▸ **Exercise task**: Rewrite all of the records below, substituting "white jacket" for every occurrence of "white coat" and leaving everything else unchanged.

Start of Dataset excerpts

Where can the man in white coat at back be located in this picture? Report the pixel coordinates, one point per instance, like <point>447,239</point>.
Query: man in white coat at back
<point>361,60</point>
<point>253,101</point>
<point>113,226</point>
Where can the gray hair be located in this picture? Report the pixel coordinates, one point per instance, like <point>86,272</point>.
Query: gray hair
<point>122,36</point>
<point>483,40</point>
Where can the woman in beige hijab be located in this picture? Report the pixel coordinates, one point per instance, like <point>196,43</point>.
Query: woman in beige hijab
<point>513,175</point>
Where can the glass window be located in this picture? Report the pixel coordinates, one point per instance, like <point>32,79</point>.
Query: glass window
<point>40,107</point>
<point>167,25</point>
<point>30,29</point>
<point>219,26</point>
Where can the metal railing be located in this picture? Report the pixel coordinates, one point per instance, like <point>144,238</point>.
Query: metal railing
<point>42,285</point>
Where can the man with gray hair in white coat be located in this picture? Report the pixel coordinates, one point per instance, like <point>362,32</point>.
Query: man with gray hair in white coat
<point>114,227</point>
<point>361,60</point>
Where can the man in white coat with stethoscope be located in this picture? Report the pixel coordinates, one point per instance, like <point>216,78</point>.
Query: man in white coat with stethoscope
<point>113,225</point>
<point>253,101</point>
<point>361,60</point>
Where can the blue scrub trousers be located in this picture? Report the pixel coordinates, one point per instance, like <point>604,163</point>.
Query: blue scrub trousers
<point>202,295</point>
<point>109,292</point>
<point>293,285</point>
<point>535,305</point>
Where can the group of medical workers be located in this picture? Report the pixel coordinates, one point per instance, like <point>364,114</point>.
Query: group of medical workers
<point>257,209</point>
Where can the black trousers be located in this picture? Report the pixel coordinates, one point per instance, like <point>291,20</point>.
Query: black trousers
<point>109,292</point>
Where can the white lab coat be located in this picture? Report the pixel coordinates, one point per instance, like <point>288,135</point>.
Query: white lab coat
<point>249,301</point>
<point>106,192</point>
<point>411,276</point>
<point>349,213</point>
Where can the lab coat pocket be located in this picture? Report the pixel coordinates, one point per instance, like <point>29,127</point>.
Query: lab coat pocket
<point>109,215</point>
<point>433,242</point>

End of Dataset excerpts

▸ **Result of this task**:
Where can the man in white jacket at back be located in this picture? Report the pixel coordinates, one point per instance, like <point>447,239</point>.
Query: man in white jacket at back
<point>361,60</point>
<point>253,101</point>
<point>113,226</point>
Where can the gray hair be located in this picture? Report the pixel coordinates, one point per instance, like <point>86,272</point>.
Query: gray hair
<point>122,36</point>
<point>483,40</point>
Where can the woman in beige hijab be located in this picture? Report the pixel coordinates, one point per instance, like <point>196,43</point>.
Query: woman in beige hijab
<point>513,175</point>
Where can the glass window be located in this picture? Report the pixel coordinates, one point per instance, like <point>32,79</point>.
Query: glass window
<point>40,107</point>
<point>167,25</point>
<point>30,29</point>
<point>219,26</point>
Where can the metal railing be located in this picture? Report the pixel coordinates, one point per instance, like <point>144,238</point>.
Query: metal railing
<point>42,285</point>
Where can the man with gray hair in white jacket be located in this picture? Report the pixel coordinates, one point per instance, like <point>362,32</point>.
Query: man with gray hair in white jacket
<point>114,227</point>
<point>361,60</point>
Where can the man in white jacket with stethoscope be located in this picture? Report the pixel coordinates, one point per instance, like <point>216,78</point>.
Query: man in white jacket with stethoscope
<point>113,225</point>
<point>253,101</point>
<point>361,60</point>
Where can the blue scrub trousers be located in this picture? Report the pixel coordinates, one point per instance, like <point>604,163</point>.
Query: blue scrub trousers
<point>202,295</point>
<point>109,292</point>
<point>293,285</point>
<point>535,305</point>
Where can the group of medical workers be located in this picture? Report the pixel coordinates, one point per instance, like <point>364,114</point>.
Query: group of medical workers
<point>257,209</point>
Where can the black trousers be located in this picture? Report the pixel coordinates, one point per instance, like <point>291,20</point>.
Query: black trousers
<point>109,292</point>
Where can the white lab coat be located in this picture? Report the pixel coordinates, one point per instance, like <point>288,135</point>.
Query: white lab coat
<point>249,301</point>
<point>106,192</point>
<point>411,276</point>
<point>349,213</point>
Where can the lab coat pocket be located in this picture? Report the pixel coordinates, one point per instance, like <point>29,127</point>.
Query: lab coat pocket
<point>109,215</point>
<point>433,242</point>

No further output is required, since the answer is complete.